[Extracted entries Boundary: Start]
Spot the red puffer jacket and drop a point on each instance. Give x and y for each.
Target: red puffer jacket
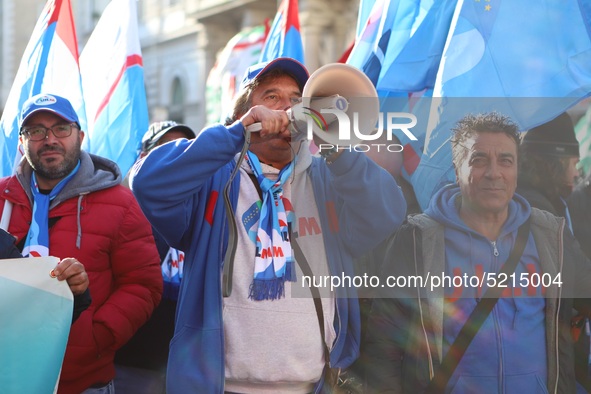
(100, 223)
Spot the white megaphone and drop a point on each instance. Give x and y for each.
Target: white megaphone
(339, 106)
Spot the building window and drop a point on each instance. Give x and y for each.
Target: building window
(177, 102)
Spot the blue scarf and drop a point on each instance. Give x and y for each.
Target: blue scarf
(273, 262)
(37, 242)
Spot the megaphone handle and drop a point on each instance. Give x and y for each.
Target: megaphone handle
(255, 127)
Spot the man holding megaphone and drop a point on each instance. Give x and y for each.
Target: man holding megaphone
(246, 321)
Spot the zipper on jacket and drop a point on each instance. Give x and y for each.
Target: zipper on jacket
(495, 250)
(430, 356)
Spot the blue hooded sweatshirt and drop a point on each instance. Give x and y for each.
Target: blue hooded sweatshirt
(508, 354)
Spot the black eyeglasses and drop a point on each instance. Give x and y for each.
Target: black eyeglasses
(39, 133)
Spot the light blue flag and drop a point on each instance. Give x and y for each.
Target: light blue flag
(365, 7)
(400, 49)
(49, 65)
(113, 81)
(414, 52)
(284, 39)
(36, 312)
(529, 61)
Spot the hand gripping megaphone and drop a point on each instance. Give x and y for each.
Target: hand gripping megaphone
(339, 106)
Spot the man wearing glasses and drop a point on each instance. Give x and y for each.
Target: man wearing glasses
(69, 203)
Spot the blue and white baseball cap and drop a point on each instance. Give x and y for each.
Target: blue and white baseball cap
(51, 103)
(288, 64)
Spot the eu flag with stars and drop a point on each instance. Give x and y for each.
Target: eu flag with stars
(528, 60)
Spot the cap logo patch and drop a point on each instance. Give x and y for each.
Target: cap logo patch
(46, 100)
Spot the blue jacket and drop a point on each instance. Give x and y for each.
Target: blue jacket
(409, 326)
(180, 187)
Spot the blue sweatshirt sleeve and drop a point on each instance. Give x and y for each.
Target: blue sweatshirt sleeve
(168, 180)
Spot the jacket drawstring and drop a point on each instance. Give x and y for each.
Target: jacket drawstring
(79, 235)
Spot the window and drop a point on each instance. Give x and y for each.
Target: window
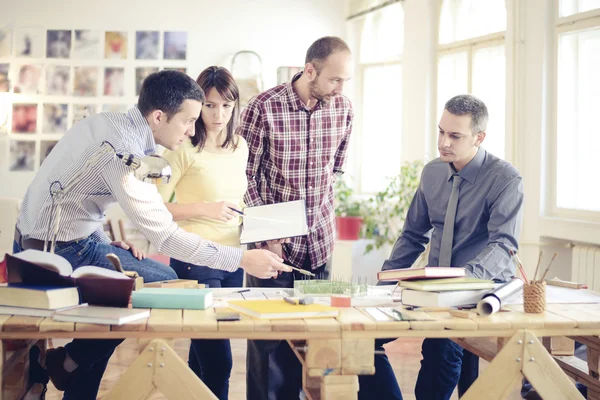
[Extracted entries Boundary: End]
**Task item**:
Give the entries again without a single change, but with no pictures.

**Response to this exercise**:
Spot the red puffer jacket and drop a point on each instance. Give x and y for each.
Target: red puffer jacket
(100, 223)
Spot the white megaphone and drop a point on each instance. Give x and y for each.
Target: white megaphone
(339, 106)
Spot the building window and drop a point on each instance. Give x and y for each.
Target: building window
(177, 102)
Spot the blue scarf and drop a point on each instance. Give x and y for each.
Target: blue scarf
(273, 262)
(37, 242)
Spot the megaphone handle and drop a point on each instance. Give x and y for each.
Target: megaphone handle
(255, 127)
Spot the man holding megaphone and drop a point on each instance. Give x and y for each.
Target: man holding megaphone
(246, 321)
Spot the zipper on jacket and drop a point on each instance. Give x and y for each.
Target: zipper on jacket
(495, 250)
(430, 356)
Spot the blue hooded sweatshirt and drop a point on each instance. Give x and y for each.
Target: blue hooded sweatshirt
(508, 354)
Spot the black eyeglasses and drop a point on each instance. Give x and y for each.
Target: black eyeglasses
(39, 133)
Spot the light blue flag and drop a point on each instance. Give x and y for each.
Target: light blue flag
(365, 7)
(400, 49)
(49, 65)
(113, 81)
(414, 52)
(284, 39)
(36, 312)
(529, 61)
Spot the hand gripping megaphone and drop a point on each instance. Give x and y for each.
Target: hand gripping megaphone
(339, 106)
Spot the man wearing glasses and drop a point on each instance. Give x and y for each.
Target: man wearing glasses
(69, 203)
Spot the blue and white baseball cap and drop a point on each instance. Give x and y for each.
Target: blue and white baseball cap
(51, 103)
(288, 64)
Spot the eu flag with stars and drop a point on each instance. Give x and y for each.
Target: eu flag with stars
(528, 60)
Spot the cap logo patch and drop a point on each instance. Give x and y for each.
Target: cap logo patch
(46, 100)
Spot the blue jacket and drop a point on each instance. Give x and y for each.
Target: blue jacket
(409, 326)
(180, 187)
Spot the blue sweatshirt sleeve and drop a point on each instance. Give x and y for each.
Target: blue sweatshirt sleeve
(168, 180)
Spot the jacket drawstring and drop a point on each instance. Give x and y for each.
Target: jacket drawstring
(79, 235)
Spot the window and drop a point on each instance. Give x and y for each.
Target: window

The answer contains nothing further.